▶ [WHAT THIS TASK INVOLVES] Copy every entry precisely.

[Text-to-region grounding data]
== == ==
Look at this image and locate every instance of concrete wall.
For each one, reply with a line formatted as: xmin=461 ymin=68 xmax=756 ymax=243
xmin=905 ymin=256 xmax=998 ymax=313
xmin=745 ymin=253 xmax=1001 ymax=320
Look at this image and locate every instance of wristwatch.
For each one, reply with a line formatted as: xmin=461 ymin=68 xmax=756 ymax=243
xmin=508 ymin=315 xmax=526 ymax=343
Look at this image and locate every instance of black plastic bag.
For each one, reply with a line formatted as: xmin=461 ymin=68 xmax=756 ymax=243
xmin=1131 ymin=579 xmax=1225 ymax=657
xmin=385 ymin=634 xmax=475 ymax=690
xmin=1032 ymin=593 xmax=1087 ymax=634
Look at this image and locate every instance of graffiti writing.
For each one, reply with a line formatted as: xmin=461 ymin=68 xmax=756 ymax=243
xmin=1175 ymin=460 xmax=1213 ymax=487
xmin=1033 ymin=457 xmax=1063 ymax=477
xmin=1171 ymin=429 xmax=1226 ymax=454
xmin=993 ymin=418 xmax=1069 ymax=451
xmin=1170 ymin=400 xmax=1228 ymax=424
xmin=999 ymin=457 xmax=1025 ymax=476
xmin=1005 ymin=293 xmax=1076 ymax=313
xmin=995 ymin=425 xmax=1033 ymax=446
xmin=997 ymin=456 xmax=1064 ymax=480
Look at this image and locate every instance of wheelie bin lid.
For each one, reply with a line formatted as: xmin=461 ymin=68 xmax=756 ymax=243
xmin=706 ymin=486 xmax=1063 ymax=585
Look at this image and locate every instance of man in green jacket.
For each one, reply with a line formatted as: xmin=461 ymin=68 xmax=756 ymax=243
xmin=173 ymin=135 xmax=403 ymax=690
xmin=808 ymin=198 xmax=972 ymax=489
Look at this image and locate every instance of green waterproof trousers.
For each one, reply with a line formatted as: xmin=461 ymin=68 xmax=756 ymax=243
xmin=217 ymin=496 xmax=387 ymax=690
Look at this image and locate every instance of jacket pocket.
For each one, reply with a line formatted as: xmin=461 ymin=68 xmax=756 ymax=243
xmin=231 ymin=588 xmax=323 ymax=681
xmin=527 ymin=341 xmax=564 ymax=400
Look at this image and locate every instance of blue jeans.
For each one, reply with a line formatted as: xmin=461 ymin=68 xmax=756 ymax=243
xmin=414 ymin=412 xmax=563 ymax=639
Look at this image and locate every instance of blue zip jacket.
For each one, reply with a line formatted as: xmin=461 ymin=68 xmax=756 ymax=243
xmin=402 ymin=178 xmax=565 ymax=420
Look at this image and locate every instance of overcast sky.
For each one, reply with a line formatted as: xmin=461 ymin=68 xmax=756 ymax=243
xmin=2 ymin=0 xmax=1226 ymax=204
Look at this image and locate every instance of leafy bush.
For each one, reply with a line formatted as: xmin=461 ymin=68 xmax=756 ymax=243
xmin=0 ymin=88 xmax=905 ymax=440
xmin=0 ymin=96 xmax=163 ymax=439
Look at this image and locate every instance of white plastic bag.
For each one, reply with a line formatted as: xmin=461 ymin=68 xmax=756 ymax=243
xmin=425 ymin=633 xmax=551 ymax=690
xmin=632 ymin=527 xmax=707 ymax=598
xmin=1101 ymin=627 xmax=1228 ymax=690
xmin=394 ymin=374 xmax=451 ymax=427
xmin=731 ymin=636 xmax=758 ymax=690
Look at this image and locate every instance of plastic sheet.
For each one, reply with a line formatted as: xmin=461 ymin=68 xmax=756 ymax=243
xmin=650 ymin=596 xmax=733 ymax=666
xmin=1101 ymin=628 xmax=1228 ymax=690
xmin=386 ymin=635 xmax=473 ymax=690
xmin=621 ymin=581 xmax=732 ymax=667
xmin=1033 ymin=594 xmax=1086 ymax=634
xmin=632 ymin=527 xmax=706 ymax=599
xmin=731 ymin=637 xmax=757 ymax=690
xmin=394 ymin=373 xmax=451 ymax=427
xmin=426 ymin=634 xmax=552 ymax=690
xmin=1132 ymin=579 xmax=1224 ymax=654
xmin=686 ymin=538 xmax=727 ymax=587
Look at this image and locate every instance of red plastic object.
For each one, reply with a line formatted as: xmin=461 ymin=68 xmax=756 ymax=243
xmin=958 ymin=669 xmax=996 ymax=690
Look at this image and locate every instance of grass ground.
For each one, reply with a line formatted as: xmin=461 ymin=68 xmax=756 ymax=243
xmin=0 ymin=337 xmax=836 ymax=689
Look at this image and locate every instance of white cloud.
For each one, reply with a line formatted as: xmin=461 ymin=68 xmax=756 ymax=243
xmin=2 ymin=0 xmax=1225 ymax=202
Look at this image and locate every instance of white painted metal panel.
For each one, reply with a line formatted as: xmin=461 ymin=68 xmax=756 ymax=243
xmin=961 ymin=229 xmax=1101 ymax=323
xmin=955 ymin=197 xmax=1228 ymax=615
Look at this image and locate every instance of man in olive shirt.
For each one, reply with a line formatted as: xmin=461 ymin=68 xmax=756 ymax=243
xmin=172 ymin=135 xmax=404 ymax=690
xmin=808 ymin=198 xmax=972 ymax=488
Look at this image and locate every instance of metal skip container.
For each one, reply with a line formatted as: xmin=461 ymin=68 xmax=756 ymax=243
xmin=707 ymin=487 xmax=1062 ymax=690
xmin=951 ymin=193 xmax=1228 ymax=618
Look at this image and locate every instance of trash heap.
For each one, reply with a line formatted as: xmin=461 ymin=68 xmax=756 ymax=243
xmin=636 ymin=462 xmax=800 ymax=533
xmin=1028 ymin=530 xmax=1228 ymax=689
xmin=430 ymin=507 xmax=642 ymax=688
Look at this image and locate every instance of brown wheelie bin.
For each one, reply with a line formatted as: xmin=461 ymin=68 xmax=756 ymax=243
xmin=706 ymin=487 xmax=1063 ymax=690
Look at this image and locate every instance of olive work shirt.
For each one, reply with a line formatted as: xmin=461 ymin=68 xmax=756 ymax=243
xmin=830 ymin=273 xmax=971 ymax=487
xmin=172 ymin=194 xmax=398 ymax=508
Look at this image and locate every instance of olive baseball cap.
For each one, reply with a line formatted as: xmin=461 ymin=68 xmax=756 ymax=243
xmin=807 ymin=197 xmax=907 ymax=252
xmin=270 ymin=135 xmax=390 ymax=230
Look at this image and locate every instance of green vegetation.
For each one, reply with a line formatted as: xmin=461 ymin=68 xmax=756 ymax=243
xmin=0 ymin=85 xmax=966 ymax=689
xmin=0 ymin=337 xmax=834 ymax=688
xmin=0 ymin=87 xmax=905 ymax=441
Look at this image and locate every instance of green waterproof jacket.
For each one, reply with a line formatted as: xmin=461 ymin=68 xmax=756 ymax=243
== == ==
▶ [SOLUTION TO THE EXERCISE]
Look at this image and locate every instance of concrete wall.
For each one, reply with a line formatted as: xmin=461 ymin=68 xmax=756 ymax=243
xmin=905 ymin=256 xmax=998 ymax=313
xmin=745 ymin=253 xmax=1001 ymax=320
Look at this image and locate every instance of wristwatch.
For each one, reply with a line formatted as: xmin=461 ymin=68 xmax=756 ymax=243
xmin=508 ymin=315 xmax=526 ymax=343
Look at this image and locate every instance of black plastic bag.
For each one, reply with a line formatted as: xmin=461 ymin=68 xmax=756 ymax=243
xmin=1131 ymin=579 xmax=1225 ymax=657
xmin=385 ymin=634 xmax=475 ymax=690
xmin=1032 ymin=593 xmax=1087 ymax=634
Look at this image and locate every instance of graffiti writing.
For each one, reply with a line formatted as: xmin=461 ymin=68 xmax=756 ymax=243
xmin=1175 ymin=460 xmax=1213 ymax=487
xmin=1033 ymin=457 xmax=1063 ymax=477
xmin=1171 ymin=429 xmax=1226 ymax=454
xmin=993 ymin=418 xmax=1069 ymax=451
xmin=1170 ymin=400 xmax=1228 ymax=424
xmin=999 ymin=457 xmax=1025 ymax=476
xmin=1005 ymin=293 xmax=1076 ymax=313
xmin=995 ymin=425 xmax=1033 ymax=446
xmin=997 ymin=456 xmax=1064 ymax=480
Look at this image and locate every instance of wheelie bin lid.
For each one, reply with a line formatted as: xmin=461 ymin=68 xmax=756 ymax=243
xmin=706 ymin=486 xmax=1063 ymax=585
Look at this image and locate every instance of man in green jacket.
For each one, reply with a line formatted as: xmin=461 ymin=68 xmax=756 ymax=243
xmin=173 ymin=135 xmax=403 ymax=690
xmin=808 ymin=198 xmax=972 ymax=489
Look at this image and locate every instance of green waterproof trousers.
For each one, reply with a line formatted as: xmin=461 ymin=68 xmax=756 ymax=243
xmin=217 ymin=496 xmax=387 ymax=690
Look at this image and locate every instance of jacket pocket.
For each one, reply with a line formatted as: xmin=461 ymin=68 xmax=756 ymax=243
xmin=231 ymin=588 xmax=323 ymax=681
xmin=527 ymin=341 xmax=564 ymax=400
Look at this image and locate every instance of blue jeans.
For each one, reply with a line formatted as: xmin=461 ymin=68 xmax=756 ymax=243
xmin=414 ymin=412 xmax=563 ymax=639
Look at this image and locate every instance of blue zip jacket.
For each one, reply with a line formatted as: xmin=461 ymin=68 xmax=756 ymax=243
xmin=402 ymin=178 xmax=565 ymax=420
Look at this image and locate every instance of overcast sky.
For each one, reply with a line formatted as: xmin=461 ymin=68 xmax=756 ymax=243
xmin=2 ymin=0 xmax=1226 ymax=204
Look at this image and locate every instance of leafy bush.
For each one, reply with a line formatted as: xmin=461 ymin=68 xmax=756 ymax=243
xmin=0 ymin=88 xmax=905 ymax=440
xmin=0 ymin=96 xmax=163 ymax=439
Look at this image and locate every instance of white plastic bag.
For each one, reply with a line formatted as: xmin=461 ymin=68 xmax=756 ymax=243
xmin=425 ymin=633 xmax=551 ymax=690
xmin=632 ymin=527 xmax=707 ymax=598
xmin=1101 ymin=627 xmax=1228 ymax=690
xmin=394 ymin=374 xmax=451 ymax=427
xmin=731 ymin=636 xmax=758 ymax=690
Look at this image and locate every instance of plastic sheet.
For each one, reply with a line formatted as: xmin=461 ymin=68 xmax=756 ymax=243
xmin=650 ymin=596 xmax=733 ymax=666
xmin=1101 ymin=628 xmax=1228 ymax=690
xmin=386 ymin=635 xmax=473 ymax=690
xmin=621 ymin=581 xmax=732 ymax=667
xmin=1033 ymin=594 xmax=1086 ymax=634
xmin=632 ymin=527 xmax=706 ymax=599
xmin=731 ymin=637 xmax=757 ymax=690
xmin=394 ymin=373 xmax=451 ymax=427
xmin=426 ymin=634 xmax=552 ymax=690
xmin=1132 ymin=579 xmax=1224 ymax=654
xmin=686 ymin=538 xmax=727 ymax=587
Look at this image and locate every instance of red plastic object.
For each one, reply with a line formatted as: xmin=461 ymin=68 xmax=756 ymax=243
xmin=958 ymin=669 xmax=996 ymax=690
Look at this image and locate every instance of grass ground.
For each one, reply with a line formatted as: xmin=461 ymin=68 xmax=756 ymax=243
xmin=0 ymin=337 xmax=836 ymax=689
Look at this image and locate every instance of white cloud.
For each one, reply with a line formatted as: xmin=461 ymin=68 xmax=756 ymax=243
xmin=2 ymin=0 xmax=1225 ymax=202
Look at this image and locate every instance of white painted metal panel.
For each one, reply with a line formatted as: xmin=461 ymin=68 xmax=756 ymax=243
xmin=961 ymin=229 xmax=1101 ymax=323
xmin=955 ymin=197 xmax=1228 ymax=615
Look at this image and locate every instance of man in olive shirt.
For each one, reply with a line formatted as: xmin=461 ymin=68 xmax=756 ymax=243
xmin=172 ymin=135 xmax=404 ymax=690
xmin=808 ymin=198 xmax=972 ymax=488
Look at this image and locate every instance of metal skip container.
For each one, reply with a line formatted as: xmin=461 ymin=68 xmax=756 ymax=243
xmin=707 ymin=487 xmax=1062 ymax=690
xmin=951 ymin=193 xmax=1228 ymax=618
Look at this image and locate every instance of trash heap.
For each one, reply with a line formatted as: xmin=461 ymin=68 xmax=756 ymax=243
xmin=636 ymin=462 xmax=800 ymax=533
xmin=1028 ymin=530 xmax=1228 ymax=689
xmin=430 ymin=507 xmax=642 ymax=688
Look at this image and locate every instance of brown wheelie bin.
For each one, reply with a line formatted as: xmin=461 ymin=68 xmax=756 ymax=243
xmin=706 ymin=487 xmax=1063 ymax=690
Look at this image and locate every instance of olive work shirt.
For each one, reply with a line formatted as: xmin=461 ymin=68 xmax=756 ymax=243
xmin=830 ymin=273 xmax=971 ymax=487
xmin=172 ymin=194 xmax=398 ymax=508
Look at this image and locate every instance of olive baseball cap.
For each one, reply with a line formatted as: xmin=461 ymin=68 xmax=756 ymax=243
xmin=807 ymin=197 xmax=907 ymax=252
xmin=270 ymin=135 xmax=390 ymax=230
Look at this image and locate every instance of green vegetation.
For each one, reply with a line formatted as: xmin=461 ymin=68 xmax=756 ymax=243
xmin=0 ymin=85 xmax=966 ymax=689
xmin=0 ymin=337 xmax=834 ymax=688
xmin=0 ymin=87 xmax=905 ymax=441
Look at this image and locate every instance of green waterproof jacket.
For each one, reply with a line formatted as: xmin=461 ymin=68 xmax=756 ymax=243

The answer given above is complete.